— WHAT THE TASK ASKS —
Among the entries, find the lines with the string "rough" and report them.
+===+
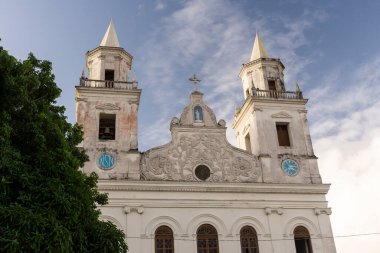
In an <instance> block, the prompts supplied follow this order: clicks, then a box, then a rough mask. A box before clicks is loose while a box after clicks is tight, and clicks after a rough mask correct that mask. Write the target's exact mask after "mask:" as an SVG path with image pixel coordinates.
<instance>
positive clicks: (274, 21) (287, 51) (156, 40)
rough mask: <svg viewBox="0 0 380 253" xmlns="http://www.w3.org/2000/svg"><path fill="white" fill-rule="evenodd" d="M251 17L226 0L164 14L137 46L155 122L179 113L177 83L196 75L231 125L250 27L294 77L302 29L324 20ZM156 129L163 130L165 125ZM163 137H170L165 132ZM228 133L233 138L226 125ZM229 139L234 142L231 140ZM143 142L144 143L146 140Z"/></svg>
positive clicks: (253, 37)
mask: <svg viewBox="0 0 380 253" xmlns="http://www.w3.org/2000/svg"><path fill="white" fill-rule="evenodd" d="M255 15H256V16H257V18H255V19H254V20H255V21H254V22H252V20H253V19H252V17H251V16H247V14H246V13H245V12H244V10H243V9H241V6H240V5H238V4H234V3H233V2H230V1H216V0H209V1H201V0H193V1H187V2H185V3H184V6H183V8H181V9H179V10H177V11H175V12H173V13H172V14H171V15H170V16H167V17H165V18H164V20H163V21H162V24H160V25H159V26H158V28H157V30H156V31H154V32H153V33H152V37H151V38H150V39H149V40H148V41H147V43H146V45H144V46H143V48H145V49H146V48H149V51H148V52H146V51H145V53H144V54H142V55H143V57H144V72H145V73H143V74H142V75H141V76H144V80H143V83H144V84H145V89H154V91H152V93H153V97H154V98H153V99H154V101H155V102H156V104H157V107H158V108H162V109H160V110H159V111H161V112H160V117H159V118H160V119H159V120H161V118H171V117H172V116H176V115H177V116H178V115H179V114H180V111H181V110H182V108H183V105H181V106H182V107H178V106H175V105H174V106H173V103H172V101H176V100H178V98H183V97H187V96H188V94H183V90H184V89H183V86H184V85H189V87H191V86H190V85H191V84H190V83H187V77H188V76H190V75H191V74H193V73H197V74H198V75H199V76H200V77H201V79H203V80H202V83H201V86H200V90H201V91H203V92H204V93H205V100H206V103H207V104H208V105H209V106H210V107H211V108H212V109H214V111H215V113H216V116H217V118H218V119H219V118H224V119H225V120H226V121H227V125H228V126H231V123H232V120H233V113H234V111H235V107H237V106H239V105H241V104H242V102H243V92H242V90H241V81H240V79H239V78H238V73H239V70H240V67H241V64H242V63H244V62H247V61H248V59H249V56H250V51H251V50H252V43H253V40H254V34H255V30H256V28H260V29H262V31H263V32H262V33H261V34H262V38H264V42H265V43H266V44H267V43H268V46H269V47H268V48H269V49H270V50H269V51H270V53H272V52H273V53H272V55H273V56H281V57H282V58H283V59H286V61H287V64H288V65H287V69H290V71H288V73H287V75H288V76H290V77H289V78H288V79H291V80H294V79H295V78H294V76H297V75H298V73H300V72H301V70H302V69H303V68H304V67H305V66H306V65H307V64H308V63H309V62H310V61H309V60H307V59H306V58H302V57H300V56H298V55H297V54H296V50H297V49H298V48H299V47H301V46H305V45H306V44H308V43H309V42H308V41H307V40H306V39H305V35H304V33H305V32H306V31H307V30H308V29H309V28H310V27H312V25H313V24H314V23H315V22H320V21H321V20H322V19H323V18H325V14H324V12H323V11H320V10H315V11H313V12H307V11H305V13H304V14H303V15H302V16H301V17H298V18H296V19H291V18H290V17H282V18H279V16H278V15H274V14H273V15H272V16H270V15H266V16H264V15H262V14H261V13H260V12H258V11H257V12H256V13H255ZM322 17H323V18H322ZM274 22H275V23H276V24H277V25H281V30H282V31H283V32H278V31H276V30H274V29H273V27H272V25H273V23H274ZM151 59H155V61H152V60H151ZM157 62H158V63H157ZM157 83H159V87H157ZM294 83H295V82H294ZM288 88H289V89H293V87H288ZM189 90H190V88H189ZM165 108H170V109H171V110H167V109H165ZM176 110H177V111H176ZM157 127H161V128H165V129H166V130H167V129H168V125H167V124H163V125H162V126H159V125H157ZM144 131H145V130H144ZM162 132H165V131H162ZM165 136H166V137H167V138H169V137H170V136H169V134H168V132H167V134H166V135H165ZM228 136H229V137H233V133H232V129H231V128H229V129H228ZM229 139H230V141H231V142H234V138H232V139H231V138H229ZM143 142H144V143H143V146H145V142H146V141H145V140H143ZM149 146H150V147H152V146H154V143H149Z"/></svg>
+===+
— RESPONSE TO THIS EXERCISE —
In an <instance> block, the prompts supplied follow this order: clicks, then a box, then a rough mask. A box before clicks is loose while a box after clicks is tight, and clicks after a rough mask correct that mask. Write the target's exact mask after "mask:" as an SVG path with image pixel coordinates.
rough mask: <svg viewBox="0 0 380 253" xmlns="http://www.w3.org/2000/svg"><path fill="white" fill-rule="evenodd" d="M251 17L226 0L164 14L137 46L155 122L179 113L177 83L196 75L231 125L250 27L294 77L302 29L324 20ZM156 129L163 130L165 125ZM163 137H170L165 132ZM228 133L233 138L226 125ZM229 139L234 142L231 140ZM143 142L144 143L146 140Z"/></svg>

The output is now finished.